### Short problem 1
From the CFDE dashboard README, quote the passage starting at "File a New Issue" and ending at "publications produced, etc.).".
### Short problem 2
Translate this sentence from the CFDE dashboard README into Spanish: "Currently, we only take submissions of software kept in public GitHub.com repos."

File a New Issue with any questions, suggestions, comments, or feedback.
The Common Fund Data Ecosystem (CFDE) is an effort to bring together knowledge across Common Fund programs into a cohesive resource. The Integration and Coordination Center (ICC) is a center within the CFDE responsible for, among other things, reporting on the impact and influence of the CFDE.
This repository is a place to:
- View a high-level dashboard of Common Fund and CFDE activities (e.g. projects over time, dollars awarded, # of publications produced, etc.).
- Ensure your project is fully included in the dashboard by aligning with our ingest process.
- Maintain code used to coordinate the above.
You can view the information as a live dashboard webapp or as separate PDF reports.
Current maintainers and team members:
- Casey Greene - Evaluation Core Lead
- Sean Davis - Evaluation Core Lead
- Vincent Rubinetti (@vincerubinetti) - Software developer
We gather most details about Common Fund projects automatically from NIH systems, but there are some pieces of info that require manual actions to be integrated. If you would like your project to be included in the dashboard to the fullest extent, please follow the instructions in the sections below as applicable. We've tried to make this process as easy and automated as possible.
Once you've made a submission (and once your project is in NIH systems), your project should appear here the next time our ingest process runs. We try to run the ingest process regularly and frequently, but if you'd like your project to show up faster or are otherwise having issues, please contact us.
Repositories ("repos") are places for storing, tracking changes to, and collaborating on software.
Currently, we only take submissions of software kept in public GitHub.com repos. Private repos and other platforms such as GitLab aren't supported yet.

### Stored rows
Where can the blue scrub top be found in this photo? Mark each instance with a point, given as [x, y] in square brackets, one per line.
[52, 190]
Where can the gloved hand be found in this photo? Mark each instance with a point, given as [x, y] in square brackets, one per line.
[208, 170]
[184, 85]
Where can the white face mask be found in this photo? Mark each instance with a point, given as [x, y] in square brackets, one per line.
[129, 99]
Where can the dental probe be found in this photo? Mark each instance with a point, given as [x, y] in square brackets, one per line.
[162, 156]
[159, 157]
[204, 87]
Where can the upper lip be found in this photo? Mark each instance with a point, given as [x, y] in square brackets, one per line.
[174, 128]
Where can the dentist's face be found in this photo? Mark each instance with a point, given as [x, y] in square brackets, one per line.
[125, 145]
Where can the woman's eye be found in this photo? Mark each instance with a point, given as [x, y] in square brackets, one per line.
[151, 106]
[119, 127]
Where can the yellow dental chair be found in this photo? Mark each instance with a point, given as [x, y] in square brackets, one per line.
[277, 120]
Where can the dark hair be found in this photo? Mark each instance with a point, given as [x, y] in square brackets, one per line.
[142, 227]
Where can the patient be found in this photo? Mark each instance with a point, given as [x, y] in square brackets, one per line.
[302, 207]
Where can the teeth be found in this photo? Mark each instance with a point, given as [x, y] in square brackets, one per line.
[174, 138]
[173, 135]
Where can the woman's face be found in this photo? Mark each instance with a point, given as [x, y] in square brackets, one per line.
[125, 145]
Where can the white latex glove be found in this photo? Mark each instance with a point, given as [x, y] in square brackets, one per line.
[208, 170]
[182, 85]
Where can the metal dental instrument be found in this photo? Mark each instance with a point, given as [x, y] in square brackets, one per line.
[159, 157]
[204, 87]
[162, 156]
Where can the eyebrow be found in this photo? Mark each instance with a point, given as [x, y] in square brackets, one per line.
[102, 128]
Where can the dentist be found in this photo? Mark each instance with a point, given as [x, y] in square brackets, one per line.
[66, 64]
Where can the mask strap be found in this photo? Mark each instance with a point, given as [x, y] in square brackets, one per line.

### Task result 1
File a New Issue with any questions, suggestions, comments, or feedback.
The Common Fund Data Ecosystem (CFDE) is an effort to bring together knowledge across Common Fund programs into a cohesive resource. The Integration and Coordination Center (ICC) is a center within the CFDE responsible for, among other things, reporting on the impact and influence of the CFDE.
This repository is a place to:
- View a high-level dashboard of Common Fund and CFDE activities (e.g. projects over time, dollars awarded, # of publications produced, etc.).

### Task result 2
Actualmente, solo aceptamos envíos de software alojado en repositorios públicos de GitHub.com.